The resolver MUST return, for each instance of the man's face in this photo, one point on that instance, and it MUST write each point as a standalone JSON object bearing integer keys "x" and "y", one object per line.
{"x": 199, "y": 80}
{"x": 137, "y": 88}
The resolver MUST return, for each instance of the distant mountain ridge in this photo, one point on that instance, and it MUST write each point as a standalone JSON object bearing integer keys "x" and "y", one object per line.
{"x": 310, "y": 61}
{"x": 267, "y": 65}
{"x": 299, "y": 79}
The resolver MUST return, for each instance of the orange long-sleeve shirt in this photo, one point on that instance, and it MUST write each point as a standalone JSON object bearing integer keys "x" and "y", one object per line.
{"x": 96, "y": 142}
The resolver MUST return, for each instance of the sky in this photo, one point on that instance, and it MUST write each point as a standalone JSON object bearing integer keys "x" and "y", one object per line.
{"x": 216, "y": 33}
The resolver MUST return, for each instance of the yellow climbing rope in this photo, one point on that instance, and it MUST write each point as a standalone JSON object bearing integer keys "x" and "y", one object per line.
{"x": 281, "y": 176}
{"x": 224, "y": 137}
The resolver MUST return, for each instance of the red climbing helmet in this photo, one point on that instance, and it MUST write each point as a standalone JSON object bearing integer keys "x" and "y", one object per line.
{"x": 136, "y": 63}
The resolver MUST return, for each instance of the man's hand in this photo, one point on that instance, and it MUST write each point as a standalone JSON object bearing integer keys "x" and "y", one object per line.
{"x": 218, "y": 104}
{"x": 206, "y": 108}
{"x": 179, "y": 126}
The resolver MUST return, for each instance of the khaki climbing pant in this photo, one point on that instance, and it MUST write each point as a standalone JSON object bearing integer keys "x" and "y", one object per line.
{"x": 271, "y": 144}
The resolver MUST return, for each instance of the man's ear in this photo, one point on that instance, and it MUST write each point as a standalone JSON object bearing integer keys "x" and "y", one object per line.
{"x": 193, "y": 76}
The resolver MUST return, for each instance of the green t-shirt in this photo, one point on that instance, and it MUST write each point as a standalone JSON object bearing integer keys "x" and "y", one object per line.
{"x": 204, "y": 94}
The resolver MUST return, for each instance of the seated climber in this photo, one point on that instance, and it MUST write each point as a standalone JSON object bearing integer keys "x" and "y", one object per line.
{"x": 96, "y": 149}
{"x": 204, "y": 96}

--------------------------------------------------

▶ [REQUEST] Reproduce all of the data above, switching each occurrence of "resolver" to "labeler" and leaving every other character unchanged.

▶ [ANSWER FOR THE TASK]
The labeler MUST return, for each instance of the man's face in this photo, one point on that instance, and it MUST write each point as a standalone JSON object bearing integer keys "x" and "y", one object per line.
{"x": 199, "y": 80}
{"x": 137, "y": 88}
The labeler MUST return, for each instance of the distant mountain ridge in this photo, one point on that instance, and it MUST write each point as a standalone JSON object bearing integer keys "x" and "y", one object per line.
{"x": 310, "y": 61}
{"x": 267, "y": 65}
{"x": 299, "y": 79}
The labeler MUST return, for each instance of the orange long-sleeve shirt in this photo, one point on that instance, and it MUST write each point as a standalone JSON object bearing integer keys "x" and "y", one object per line.
{"x": 96, "y": 142}
The labeler MUST return, for each instance of the sky in this photo, one point on that instance, and it MUST write each point as a standalone JSON object bearing integer keys "x" and "y", one object per line.
{"x": 216, "y": 33}
The labeler MUST return, for each instance of the yellow climbing rope in this photo, one point on that instance, and it MUST write each point as a standalone JSON object bearing integer keys "x" and "y", one object per line.
{"x": 281, "y": 176}
{"x": 224, "y": 137}
The labeler MUST return, for each instance of the red climbing helmet in this photo, one point on that instance, and it MUST write each point as a standalone JSON object bearing integer keys "x" and "y", one object per line.
{"x": 136, "y": 63}
The labeler MUST return, for each instance of the man's hand in this photo, one point on that instance, and it MUST write each point as a standalone JSON object bearing integer keys "x" and "y", one object per line.
{"x": 218, "y": 104}
{"x": 206, "y": 108}
{"x": 179, "y": 126}
The labeler MUST return, for each instance of the khaki climbing pant in this photo, one point on that instance, and it MUST write each point as a standalone JSON object bearing integer keys "x" and "y", one object per line.
{"x": 271, "y": 144}
The labeler MUST return, for each instance of the man's ear in this photo, one point on that instance, and it MUST write each point as a standalone JSON object bearing integer keys "x" and "y", one object per line.
{"x": 193, "y": 76}
The labeler MUST return, for each instance of the green t-shirt in this photo, one point on that instance, and it MUST write each point as a standalone JSON object bearing integer keys "x" and "y", one object per line.
{"x": 204, "y": 94}
The labeler MUST return, for each instance of the seated climber in this photo, one point on that instance, and it MUST write each point as a standalone JSON object bearing integer keys "x" and "y", one object per line.
{"x": 96, "y": 149}
{"x": 204, "y": 96}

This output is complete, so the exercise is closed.